**Exercise details**. Pick up the RealityKit low-level plane mesh guide where it stops and write its next part.

Creating a plane with low-level mesh
Create a low-level mesh and set its vertex positions and normals to form a plane.
Overview
A plane mesh is an excellent starting point for a variety of interactive applications, such as a cloth or water simulation. However, to achieve these dynamic effects you need to modify the mesh’s vertices in every frame, which is inefficient without direct access to the underlying GPU buffers. LowLevelMesh addresses this inefficiency by allowing you to create a custom vertex format and vertex buffer layout, which you can update in real time on the GPU by dispatching Metal compute shaders.
Construct a plane mesh by defining a custom vertex structure and creating a LowLevelMesh with enough vertex and index capacity to store the vertices. Position the vertices of the mesh in the shape of a plane by filling in the index and vertex buffers with data. See Generating interactive geometry with RealityKit for further applications of this mesh, including a terrain editor and water simulation.
Define a custom vertex structure
Start by defining a custom vertex structure in a Metal Shading Language header file:
struct PlaneVertex {
simd_float3 position;
simd_float3 normal;
};In this example, the vertex has a 3D position and a 3D normal vector, but you can further customize your vertex structure with different names and additional data, such as color and UV data.
Make PlaneVertex accessible in both Swift files and Metal files by referencing it in a bridging file. See Passing Structured Data to a Metal Compute Function for more information about bridging files.
Define a plane mesh structure
Define a structure that constructs the plane low-level mesh with size and dimensions:
struct PlaneMesh {
/// The plane low-level mesh.
var mesh: LowLevelMesh!
/// The size of the plane mesh.
let size: SIMD2<Float>
/// The number of vertices in each dimension of the plane mesh.
let dimensions: SIMD2<UInt32>
/// The maximum offset depth for the vertices of the plane mesh.
///
/// Use this to ensure the bounds of the plane encompass its vertices, even if they are offset.
let maxVertexDepth: Float
...
/// Initializes the plane mesh by creating a low-level mesh and filling its vertex and index buffers
/// to form a plane with given size and dimensions.
init(size: SIMD2<Float>, dimensions: SIMD2<UInt32>, maxVertexDepth: Float = 1) throws {
self.size = size
self.dimensions = dimensions
self.maxVertexDepth = maxVertexDepth
// Create the low-level mesh.
self.mesh = try createMesh()
// Fill the mesh's vertex buffer with data.
initializeVertexData()
// Fill the mesh's index buffer with data.
initializeIndexData()
// Initialize the mesh parts.
initializeMeshParts()

**Listed records**.
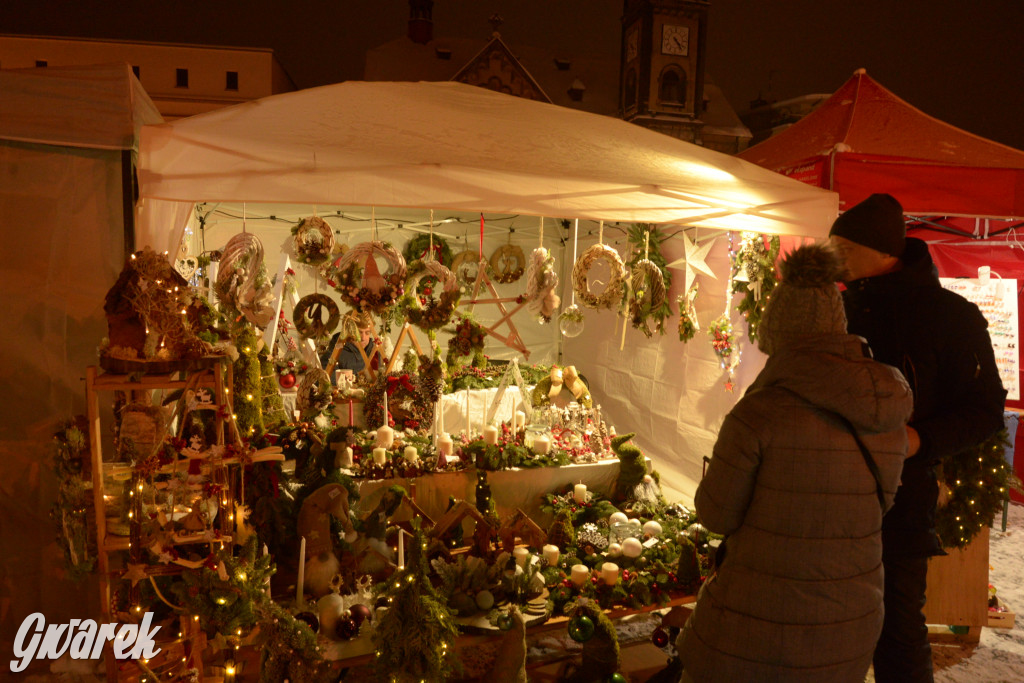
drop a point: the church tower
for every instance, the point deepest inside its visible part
(663, 66)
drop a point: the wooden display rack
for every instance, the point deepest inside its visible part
(211, 375)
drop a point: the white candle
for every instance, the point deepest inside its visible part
(580, 493)
(491, 434)
(302, 570)
(580, 573)
(385, 437)
(632, 547)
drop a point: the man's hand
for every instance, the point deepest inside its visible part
(912, 441)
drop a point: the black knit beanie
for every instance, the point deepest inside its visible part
(877, 222)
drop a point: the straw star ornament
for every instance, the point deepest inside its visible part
(693, 260)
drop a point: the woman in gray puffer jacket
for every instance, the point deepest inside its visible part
(798, 596)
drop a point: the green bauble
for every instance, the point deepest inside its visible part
(581, 629)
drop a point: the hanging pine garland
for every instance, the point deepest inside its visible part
(979, 481)
(754, 276)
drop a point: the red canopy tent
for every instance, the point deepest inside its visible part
(961, 193)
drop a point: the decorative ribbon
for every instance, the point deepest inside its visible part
(393, 382)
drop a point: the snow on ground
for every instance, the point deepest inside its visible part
(999, 655)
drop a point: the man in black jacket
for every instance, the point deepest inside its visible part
(940, 343)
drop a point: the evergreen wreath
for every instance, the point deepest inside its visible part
(424, 310)
(979, 481)
(313, 241)
(308, 315)
(754, 276)
(501, 266)
(612, 294)
(419, 248)
(350, 285)
(650, 279)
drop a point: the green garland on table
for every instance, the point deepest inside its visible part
(247, 393)
(754, 276)
(979, 481)
(646, 239)
(415, 638)
(70, 451)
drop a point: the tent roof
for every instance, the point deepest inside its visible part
(865, 139)
(100, 107)
(451, 145)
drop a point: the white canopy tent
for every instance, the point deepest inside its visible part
(458, 147)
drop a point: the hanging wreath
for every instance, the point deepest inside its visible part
(409, 403)
(541, 284)
(466, 266)
(313, 241)
(612, 294)
(364, 288)
(308, 315)
(424, 310)
(466, 342)
(978, 482)
(502, 267)
(419, 247)
(754, 276)
(314, 394)
(647, 297)
(688, 327)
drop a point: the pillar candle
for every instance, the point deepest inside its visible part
(580, 573)
(491, 434)
(580, 493)
(385, 437)
(299, 584)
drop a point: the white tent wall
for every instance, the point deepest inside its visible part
(61, 133)
(672, 394)
(352, 226)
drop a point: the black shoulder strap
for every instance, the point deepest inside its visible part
(868, 460)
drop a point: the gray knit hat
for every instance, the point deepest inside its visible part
(806, 303)
(877, 222)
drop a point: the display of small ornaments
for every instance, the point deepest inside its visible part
(649, 281)
(754, 276)
(359, 282)
(309, 315)
(507, 264)
(977, 484)
(313, 241)
(242, 280)
(612, 293)
(422, 308)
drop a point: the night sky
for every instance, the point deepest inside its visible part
(960, 61)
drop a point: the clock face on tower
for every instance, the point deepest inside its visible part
(675, 40)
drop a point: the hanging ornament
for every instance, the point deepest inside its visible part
(659, 637)
(570, 322)
(581, 629)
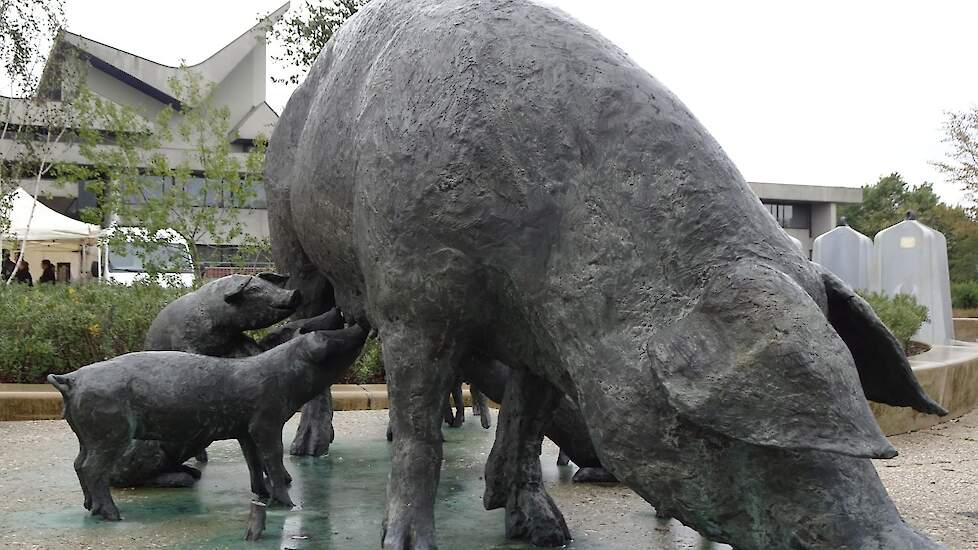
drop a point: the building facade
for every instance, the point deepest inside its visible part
(805, 211)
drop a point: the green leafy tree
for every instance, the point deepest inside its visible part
(901, 314)
(142, 181)
(961, 136)
(887, 202)
(27, 29)
(303, 33)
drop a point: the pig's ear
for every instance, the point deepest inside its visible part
(883, 368)
(274, 278)
(236, 290)
(756, 360)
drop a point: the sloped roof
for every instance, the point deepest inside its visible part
(46, 224)
(260, 120)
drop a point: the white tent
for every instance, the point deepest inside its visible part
(51, 236)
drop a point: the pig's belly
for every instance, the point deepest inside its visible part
(325, 229)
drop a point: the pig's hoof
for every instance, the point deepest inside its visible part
(533, 516)
(106, 511)
(404, 535)
(594, 475)
(311, 440)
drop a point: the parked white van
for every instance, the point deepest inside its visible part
(122, 262)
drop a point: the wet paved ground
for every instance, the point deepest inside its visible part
(934, 483)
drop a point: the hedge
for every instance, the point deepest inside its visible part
(58, 328)
(901, 314)
(54, 329)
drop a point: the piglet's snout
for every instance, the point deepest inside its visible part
(290, 299)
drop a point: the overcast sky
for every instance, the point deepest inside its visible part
(821, 93)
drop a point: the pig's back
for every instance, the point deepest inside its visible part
(512, 134)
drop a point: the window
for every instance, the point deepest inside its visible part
(791, 216)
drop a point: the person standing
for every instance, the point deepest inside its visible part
(23, 273)
(47, 273)
(7, 267)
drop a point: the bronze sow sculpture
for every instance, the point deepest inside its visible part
(491, 177)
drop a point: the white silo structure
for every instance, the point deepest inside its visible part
(911, 258)
(847, 253)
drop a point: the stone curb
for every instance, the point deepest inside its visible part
(949, 374)
(43, 402)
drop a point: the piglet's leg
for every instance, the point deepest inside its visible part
(268, 440)
(95, 472)
(420, 373)
(513, 477)
(255, 469)
(459, 405)
(79, 462)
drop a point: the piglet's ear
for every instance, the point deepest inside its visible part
(236, 290)
(274, 278)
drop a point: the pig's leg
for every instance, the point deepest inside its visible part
(255, 469)
(513, 477)
(268, 440)
(315, 431)
(459, 405)
(480, 408)
(79, 461)
(420, 373)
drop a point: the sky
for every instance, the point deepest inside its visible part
(818, 93)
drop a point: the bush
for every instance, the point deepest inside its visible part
(901, 314)
(964, 295)
(54, 329)
(369, 366)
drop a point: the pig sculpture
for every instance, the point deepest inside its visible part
(212, 319)
(491, 177)
(175, 396)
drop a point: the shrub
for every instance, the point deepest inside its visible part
(369, 366)
(964, 295)
(901, 314)
(54, 329)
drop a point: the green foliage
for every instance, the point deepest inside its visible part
(887, 202)
(961, 136)
(369, 366)
(59, 328)
(303, 33)
(901, 314)
(964, 295)
(27, 28)
(131, 168)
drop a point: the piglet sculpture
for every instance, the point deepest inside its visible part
(175, 396)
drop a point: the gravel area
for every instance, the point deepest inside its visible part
(934, 483)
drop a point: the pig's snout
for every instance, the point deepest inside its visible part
(295, 299)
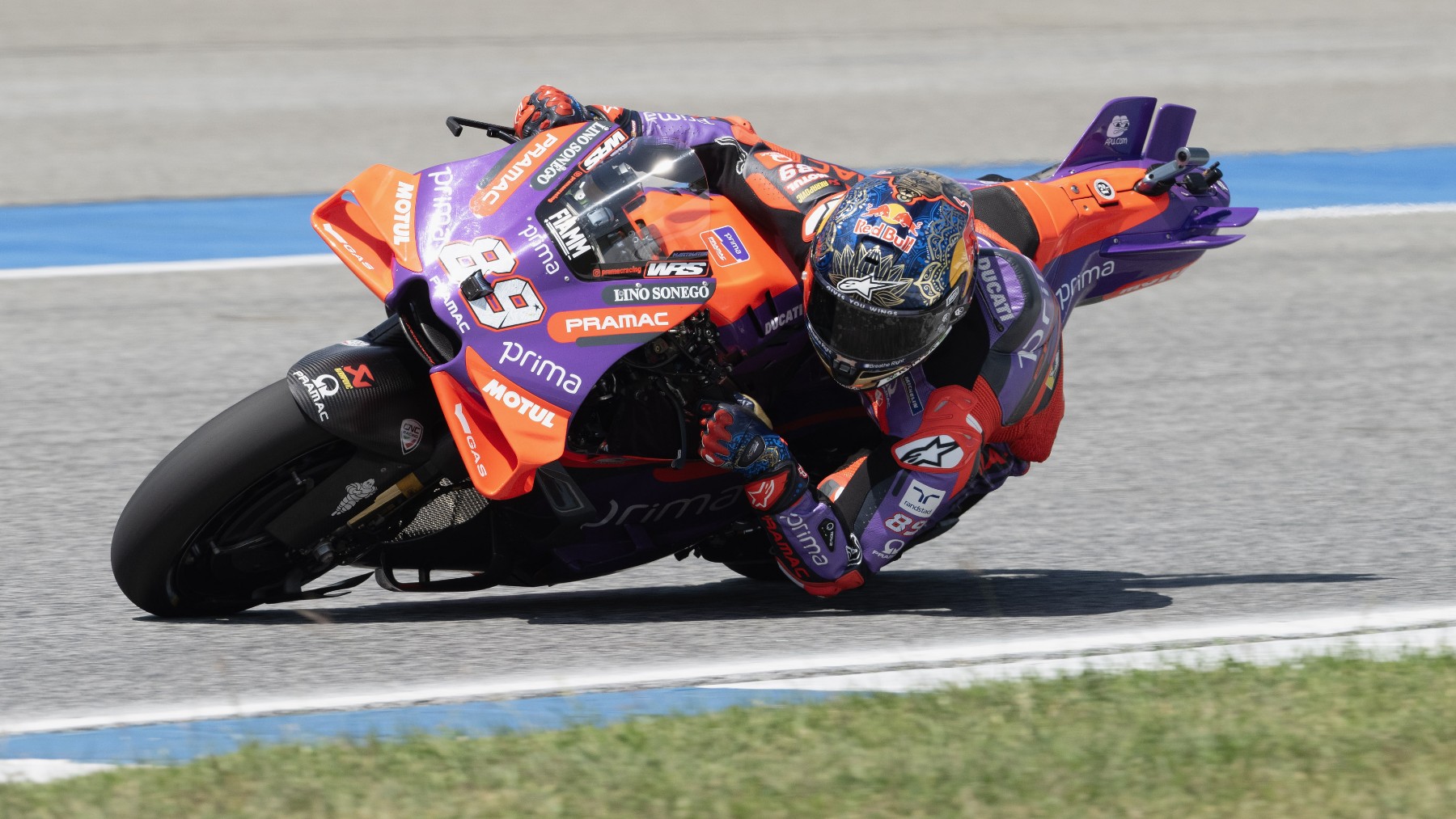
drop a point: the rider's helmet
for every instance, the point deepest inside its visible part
(888, 274)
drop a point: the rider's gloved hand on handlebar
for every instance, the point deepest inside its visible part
(735, 437)
(546, 108)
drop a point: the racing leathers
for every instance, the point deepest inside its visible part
(977, 411)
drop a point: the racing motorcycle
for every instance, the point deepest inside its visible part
(557, 310)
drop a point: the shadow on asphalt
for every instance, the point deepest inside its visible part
(931, 593)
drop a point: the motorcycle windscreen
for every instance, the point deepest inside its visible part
(647, 203)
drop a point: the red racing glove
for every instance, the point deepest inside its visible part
(737, 438)
(546, 108)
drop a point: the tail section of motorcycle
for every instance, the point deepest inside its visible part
(1130, 207)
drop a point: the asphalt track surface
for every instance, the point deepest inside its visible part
(1270, 434)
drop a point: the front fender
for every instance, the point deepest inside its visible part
(367, 393)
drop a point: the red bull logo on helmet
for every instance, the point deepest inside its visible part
(886, 222)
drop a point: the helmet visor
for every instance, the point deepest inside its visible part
(875, 338)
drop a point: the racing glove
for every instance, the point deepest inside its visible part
(546, 108)
(735, 437)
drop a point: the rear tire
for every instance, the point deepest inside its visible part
(225, 483)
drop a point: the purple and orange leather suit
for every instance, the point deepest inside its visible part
(980, 409)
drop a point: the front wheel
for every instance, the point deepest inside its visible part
(191, 540)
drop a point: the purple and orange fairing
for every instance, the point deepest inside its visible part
(509, 420)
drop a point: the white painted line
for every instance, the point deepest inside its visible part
(47, 770)
(789, 666)
(1347, 211)
(320, 260)
(189, 267)
(1385, 644)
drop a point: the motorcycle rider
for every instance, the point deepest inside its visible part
(944, 327)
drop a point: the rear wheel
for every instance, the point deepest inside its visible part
(191, 540)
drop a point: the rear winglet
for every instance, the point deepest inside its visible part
(1171, 131)
(1117, 133)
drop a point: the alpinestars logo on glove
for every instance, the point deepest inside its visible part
(937, 453)
(764, 492)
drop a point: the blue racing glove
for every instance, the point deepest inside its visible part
(737, 437)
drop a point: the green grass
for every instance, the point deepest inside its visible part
(1327, 738)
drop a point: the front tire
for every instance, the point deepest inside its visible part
(191, 540)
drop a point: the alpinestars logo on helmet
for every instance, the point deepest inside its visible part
(870, 274)
(913, 185)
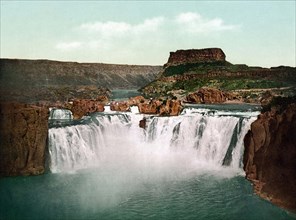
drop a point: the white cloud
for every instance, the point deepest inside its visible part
(111, 28)
(122, 42)
(195, 23)
(69, 45)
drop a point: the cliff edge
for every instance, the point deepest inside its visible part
(195, 56)
(270, 156)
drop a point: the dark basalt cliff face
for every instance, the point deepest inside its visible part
(23, 135)
(195, 56)
(35, 80)
(188, 71)
(270, 156)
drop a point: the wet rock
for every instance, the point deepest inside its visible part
(83, 107)
(120, 106)
(142, 123)
(208, 96)
(168, 107)
(23, 135)
(136, 100)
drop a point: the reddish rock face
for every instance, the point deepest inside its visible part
(270, 156)
(82, 107)
(103, 99)
(120, 106)
(136, 100)
(164, 108)
(23, 134)
(208, 96)
(195, 56)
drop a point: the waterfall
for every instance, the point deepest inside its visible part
(205, 136)
(56, 114)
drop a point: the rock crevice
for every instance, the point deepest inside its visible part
(270, 156)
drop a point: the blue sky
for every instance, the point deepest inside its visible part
(257, 33)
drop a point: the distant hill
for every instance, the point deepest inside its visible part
(188, 70)
(34, 80)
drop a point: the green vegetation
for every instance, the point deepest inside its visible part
(197, 68)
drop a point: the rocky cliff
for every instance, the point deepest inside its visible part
(189, 70)
(195, 56)
(270, 156)
(33, 80)
(23, 136)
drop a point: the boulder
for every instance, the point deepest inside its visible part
(136, 100)
(208, 96)
(23, 135)
(103, 99)
(83, 107)
(168, 107)
(269, 157)
(120, 106)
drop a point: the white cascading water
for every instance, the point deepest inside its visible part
(204, 137)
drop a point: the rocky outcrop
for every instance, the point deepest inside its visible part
(35, 80)
(83, 107)
(270, 156)
(169, 107)
(120, 106)
(23, 135)
(195, 56)
(136, 100)
(208, 96)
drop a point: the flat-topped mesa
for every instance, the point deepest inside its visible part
(195, 56)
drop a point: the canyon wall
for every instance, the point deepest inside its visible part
(35, 80)
(270, 156)
(23, 136)
(195, 56)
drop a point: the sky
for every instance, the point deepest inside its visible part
(256, 33)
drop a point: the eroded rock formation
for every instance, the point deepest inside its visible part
(120, 106)
(23, 134)
(195, 56)
(169, 107)
(270, 156)
(208, 96)
(83, 107)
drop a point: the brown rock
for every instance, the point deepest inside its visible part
(103, 99)
(269, 157)
(168, 107)
(136, 100)
(195, 56)
(142, 123)
(120, 106)
(23, 135)
(208, 96)
(82, 107)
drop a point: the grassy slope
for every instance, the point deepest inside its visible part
(221, 75)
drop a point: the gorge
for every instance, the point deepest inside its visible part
(100, 164)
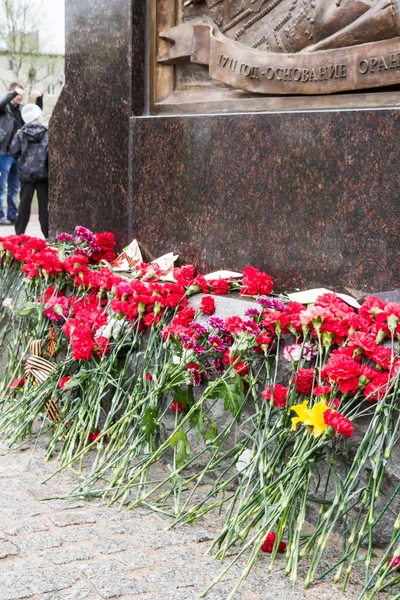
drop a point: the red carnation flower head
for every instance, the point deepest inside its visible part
(199, 284)
(278, 394)
(207, 305)
(394, 563)
(184, 275)
(177, 406)
(269, 542)
(339, 423)
(63, 382)
(255, 283)
(241, 368)
(343, 370)
(233, 325)
(322, 390)
(304, 380)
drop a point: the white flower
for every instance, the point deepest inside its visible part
(244, 460)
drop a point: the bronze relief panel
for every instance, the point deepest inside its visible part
(274, 54)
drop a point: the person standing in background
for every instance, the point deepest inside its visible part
(31, 148)
(10, 122)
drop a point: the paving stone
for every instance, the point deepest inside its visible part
(175, 578)
(62, 505)
(117, 587)
(7, 549)
(176, 595)
(63, 556)
(73, 518)
(11, 589)
(28, 527)
(51, 579)
(80, 591)
(37, 541)
(136, 560)
(81, 534)
(110, 546)
(101, 568)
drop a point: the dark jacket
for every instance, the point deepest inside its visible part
(31, 147)
(11, 120)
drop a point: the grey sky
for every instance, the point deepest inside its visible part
(51, 24)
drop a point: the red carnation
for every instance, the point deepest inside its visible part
(343, 370)
(269, 542)
(320, 390)
(233, 324)
(279, 394)
(241, 368)
(63, 382)
(394, 563)
(304, 380)
(207, 305)
(177, 406)
(339, 423)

**Response**.
}
}See the following sections for the implementation details of each of the methods in the structure’s initializer.
Create the low-level mesh
Start by specifying the layout of the vertex data with a LowLevelMesh.Attribute array and a LowLevelMesh.Layout array:
/// Creates a low-level mesh with `PlaneVertex` vertices.
private func createMesh() throws -> LowLevelMesh {
// Define the vertex attributes of `PlaneVertex`.
let positionAttributeOffset = MemoryLayout.offset(of: \PlaneVertex.position) ?? 0
let normalAttributeOffset = MemoryLayout.offset(of: \PlaneVertex.normal) ?? 16
let positionAttribute = LowLevelMesh.Attribute(semantic: .position, format: .float3, offset: positionAttributeOffset)
let normalAttribute = LowLevelMesh.Attribute(semantic: .normal, format: .float3, offset: normalAttributeOffset)
let vertexAttributes = [positionAttribute, normalAttribute]
// Define the vertex layouts of `PlaneVertex`.
let vertexLayouts = [LowLevelMesh.Layout(bufferIndex: 0, bufferStride: MemoryLayout<PlaneVertex>.stride)]These arrays define which properties in your custom vertex structure represent the different components of the vertex, such as position, normal, color, and so on, as well as their memory layout.
Next, derive the number of vertices and indices in the mesh from its dimensions:
// Derive the vertex and index count from the dimensions.
let vertexCount = Int(dimensions.x * dimensions.y)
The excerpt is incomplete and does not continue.